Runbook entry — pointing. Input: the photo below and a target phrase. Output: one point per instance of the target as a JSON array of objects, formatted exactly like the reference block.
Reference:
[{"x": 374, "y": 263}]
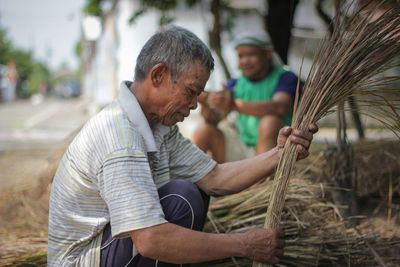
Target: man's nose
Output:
[{"x": 193, "y": 103}]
=-=-=
Restate the material word for word; no picture should appear in the copy.

* Solution for this problem:
Runbook entry — pointing. Input: the photo below and a target phrase. Output: one point per instance of the target as a JSON array of objects, formatted exactly like the reference block.
Reference:
[{"x": 374, "y": 263}]
Target: man's nose
Output:
[{"x": 193, "y": 103}]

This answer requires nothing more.